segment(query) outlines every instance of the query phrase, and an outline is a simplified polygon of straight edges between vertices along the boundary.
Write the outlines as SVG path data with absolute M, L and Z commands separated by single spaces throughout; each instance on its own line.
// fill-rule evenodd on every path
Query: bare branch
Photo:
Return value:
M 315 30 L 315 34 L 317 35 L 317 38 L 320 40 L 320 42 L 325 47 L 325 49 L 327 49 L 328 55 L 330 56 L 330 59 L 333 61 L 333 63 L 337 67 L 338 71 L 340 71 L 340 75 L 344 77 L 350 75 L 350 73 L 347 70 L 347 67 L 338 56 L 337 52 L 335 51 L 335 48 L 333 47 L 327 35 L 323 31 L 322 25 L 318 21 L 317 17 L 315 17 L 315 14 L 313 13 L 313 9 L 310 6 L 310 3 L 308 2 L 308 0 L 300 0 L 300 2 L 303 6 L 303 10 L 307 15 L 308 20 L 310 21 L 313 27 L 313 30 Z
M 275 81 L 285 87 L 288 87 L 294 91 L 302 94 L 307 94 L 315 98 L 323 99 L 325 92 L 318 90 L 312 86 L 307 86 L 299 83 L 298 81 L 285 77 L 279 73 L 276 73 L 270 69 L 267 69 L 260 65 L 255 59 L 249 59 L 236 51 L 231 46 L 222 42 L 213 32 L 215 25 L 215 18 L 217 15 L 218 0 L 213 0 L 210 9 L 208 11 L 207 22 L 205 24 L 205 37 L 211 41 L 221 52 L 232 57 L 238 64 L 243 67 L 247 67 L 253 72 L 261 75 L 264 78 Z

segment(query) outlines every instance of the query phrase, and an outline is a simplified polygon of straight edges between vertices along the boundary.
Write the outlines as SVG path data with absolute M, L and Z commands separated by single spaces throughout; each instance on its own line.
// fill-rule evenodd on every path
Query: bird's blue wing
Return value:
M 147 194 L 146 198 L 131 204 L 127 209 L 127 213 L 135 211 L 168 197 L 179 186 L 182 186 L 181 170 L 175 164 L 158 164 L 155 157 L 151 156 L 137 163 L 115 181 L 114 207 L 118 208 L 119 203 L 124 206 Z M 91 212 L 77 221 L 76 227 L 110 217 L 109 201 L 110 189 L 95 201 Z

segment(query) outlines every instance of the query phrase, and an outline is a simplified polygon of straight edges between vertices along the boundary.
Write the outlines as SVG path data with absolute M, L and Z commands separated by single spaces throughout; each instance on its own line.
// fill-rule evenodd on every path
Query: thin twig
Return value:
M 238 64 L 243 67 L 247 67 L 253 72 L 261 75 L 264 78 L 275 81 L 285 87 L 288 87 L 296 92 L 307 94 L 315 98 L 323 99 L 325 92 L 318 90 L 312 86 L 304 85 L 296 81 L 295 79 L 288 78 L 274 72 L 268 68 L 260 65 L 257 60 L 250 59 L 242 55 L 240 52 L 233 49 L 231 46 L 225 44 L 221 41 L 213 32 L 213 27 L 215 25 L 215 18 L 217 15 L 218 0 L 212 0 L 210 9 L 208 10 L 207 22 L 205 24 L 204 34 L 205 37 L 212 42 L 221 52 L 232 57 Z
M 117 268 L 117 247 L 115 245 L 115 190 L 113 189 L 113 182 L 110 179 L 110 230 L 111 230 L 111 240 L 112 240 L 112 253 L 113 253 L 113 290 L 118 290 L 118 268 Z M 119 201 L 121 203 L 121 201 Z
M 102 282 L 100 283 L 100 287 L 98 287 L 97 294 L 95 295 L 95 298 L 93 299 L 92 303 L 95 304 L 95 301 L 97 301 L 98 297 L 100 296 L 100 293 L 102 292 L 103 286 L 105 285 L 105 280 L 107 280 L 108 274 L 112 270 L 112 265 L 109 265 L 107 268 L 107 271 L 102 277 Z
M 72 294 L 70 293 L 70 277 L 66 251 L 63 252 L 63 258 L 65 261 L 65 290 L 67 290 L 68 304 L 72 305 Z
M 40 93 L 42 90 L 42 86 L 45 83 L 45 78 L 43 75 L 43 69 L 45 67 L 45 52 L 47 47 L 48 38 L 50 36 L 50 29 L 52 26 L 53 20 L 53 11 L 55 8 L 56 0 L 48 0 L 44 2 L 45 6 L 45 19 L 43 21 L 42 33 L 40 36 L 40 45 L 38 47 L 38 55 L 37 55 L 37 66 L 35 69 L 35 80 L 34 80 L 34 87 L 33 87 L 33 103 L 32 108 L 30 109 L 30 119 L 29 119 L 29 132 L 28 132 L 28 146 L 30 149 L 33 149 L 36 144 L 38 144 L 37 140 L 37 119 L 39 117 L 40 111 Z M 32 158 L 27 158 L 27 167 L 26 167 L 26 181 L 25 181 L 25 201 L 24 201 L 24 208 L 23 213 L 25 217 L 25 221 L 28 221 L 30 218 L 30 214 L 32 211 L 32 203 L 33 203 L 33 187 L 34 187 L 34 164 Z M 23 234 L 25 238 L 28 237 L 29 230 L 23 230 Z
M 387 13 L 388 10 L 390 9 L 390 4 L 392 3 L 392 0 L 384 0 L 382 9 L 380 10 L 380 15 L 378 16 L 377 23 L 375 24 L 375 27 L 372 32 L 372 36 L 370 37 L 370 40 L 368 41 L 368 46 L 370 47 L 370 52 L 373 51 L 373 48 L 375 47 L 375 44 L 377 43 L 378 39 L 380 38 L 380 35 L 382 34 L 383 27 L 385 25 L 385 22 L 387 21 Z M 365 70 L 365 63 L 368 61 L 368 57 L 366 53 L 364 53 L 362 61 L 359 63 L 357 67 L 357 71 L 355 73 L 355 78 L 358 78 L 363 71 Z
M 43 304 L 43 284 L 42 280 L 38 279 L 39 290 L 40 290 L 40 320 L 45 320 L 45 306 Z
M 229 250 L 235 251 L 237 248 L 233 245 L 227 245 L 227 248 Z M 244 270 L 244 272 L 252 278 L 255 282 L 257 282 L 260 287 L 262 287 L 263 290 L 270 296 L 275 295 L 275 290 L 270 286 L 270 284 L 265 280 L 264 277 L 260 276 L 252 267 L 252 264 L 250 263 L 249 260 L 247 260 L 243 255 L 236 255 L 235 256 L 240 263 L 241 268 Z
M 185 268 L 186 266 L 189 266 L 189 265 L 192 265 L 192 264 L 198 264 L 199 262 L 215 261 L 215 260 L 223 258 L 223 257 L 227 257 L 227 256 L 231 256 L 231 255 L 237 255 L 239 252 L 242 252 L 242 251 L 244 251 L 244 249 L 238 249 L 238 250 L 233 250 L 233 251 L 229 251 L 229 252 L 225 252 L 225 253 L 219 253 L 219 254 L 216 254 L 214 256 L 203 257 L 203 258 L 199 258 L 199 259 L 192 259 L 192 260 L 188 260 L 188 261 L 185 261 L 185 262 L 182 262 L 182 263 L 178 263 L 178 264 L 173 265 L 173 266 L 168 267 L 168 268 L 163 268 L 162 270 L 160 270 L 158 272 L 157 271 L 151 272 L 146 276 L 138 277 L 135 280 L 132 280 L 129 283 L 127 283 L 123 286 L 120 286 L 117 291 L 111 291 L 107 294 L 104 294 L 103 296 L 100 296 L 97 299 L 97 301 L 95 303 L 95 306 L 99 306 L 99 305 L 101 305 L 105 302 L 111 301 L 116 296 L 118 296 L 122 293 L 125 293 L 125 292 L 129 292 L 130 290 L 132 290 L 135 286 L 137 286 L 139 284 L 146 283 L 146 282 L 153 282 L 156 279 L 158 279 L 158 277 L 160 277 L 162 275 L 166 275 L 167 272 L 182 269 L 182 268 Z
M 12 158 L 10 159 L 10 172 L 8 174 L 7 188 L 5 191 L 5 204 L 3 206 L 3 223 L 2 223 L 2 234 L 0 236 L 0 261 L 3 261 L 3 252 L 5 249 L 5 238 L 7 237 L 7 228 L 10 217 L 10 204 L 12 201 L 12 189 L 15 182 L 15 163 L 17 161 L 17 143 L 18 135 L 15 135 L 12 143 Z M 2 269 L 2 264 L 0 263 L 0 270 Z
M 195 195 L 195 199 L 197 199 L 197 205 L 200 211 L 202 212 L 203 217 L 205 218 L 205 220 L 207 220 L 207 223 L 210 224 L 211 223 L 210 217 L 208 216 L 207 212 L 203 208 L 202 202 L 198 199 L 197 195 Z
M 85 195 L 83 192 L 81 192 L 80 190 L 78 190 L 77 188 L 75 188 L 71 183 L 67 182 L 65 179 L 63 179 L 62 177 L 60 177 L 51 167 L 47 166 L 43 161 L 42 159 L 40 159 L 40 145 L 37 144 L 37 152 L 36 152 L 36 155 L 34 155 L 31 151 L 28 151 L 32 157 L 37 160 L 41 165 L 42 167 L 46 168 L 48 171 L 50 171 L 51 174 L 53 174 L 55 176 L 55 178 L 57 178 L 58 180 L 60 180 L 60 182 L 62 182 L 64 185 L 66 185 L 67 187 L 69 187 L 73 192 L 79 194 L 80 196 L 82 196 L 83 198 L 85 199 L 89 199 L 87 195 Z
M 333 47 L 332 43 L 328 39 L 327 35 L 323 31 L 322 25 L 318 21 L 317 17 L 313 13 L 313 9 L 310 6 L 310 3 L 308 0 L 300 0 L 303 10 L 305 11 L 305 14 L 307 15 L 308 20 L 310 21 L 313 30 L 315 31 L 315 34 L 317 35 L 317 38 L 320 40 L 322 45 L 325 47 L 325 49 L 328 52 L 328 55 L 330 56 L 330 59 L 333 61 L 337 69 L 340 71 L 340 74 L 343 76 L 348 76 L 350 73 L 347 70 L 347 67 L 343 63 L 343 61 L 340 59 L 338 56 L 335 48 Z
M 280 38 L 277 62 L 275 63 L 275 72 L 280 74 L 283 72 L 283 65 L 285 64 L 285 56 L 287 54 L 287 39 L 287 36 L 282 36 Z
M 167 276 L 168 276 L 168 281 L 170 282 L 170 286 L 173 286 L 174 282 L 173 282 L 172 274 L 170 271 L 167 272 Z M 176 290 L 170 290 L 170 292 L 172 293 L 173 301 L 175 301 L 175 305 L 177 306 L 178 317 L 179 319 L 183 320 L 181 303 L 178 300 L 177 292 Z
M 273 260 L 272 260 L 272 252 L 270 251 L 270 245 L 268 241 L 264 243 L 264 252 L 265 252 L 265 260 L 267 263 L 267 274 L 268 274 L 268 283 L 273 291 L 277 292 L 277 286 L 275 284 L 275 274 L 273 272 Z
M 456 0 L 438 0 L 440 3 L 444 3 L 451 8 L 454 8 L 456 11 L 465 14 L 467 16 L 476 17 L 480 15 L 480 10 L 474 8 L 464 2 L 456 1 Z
■ ■ ■ ■ ■ ■ ■
_TASK PROMPT_:
Please give back exactly the lines of this listing beginning at the line with "Query: bird's blue wing" and ending with the line with "Query: thin twig", both included, and nothing else.

_WRITTEN RESPONSE_:
Query: bird's blue wing
Return value:
M 147 194 L 146 198 L 131 204 L 127 209 L 127 213 L 135 211 L 168 197 L 179 186 L 182 186 L 181 170 L 175 164 L 158 164 L 155 157 L 151 156 L 137 163 L 115 181 L 114 207 L 118 208 L 119 203 L 124 206 Z M 91 212 L 77 221 L 76 227 L 110 217 L 109 201 L 110 189 L 95 201 Z

segment(query) outlines every instance of the query phrase, and an outline is a simplified polygon of straight edges between vertices along the boundary.
Write the outlines as SVG path data with absolute M, L and Z commands separated by single spaces throughout; each instance on its own line.
// fill-rule evenodd on every path
Query: thin twig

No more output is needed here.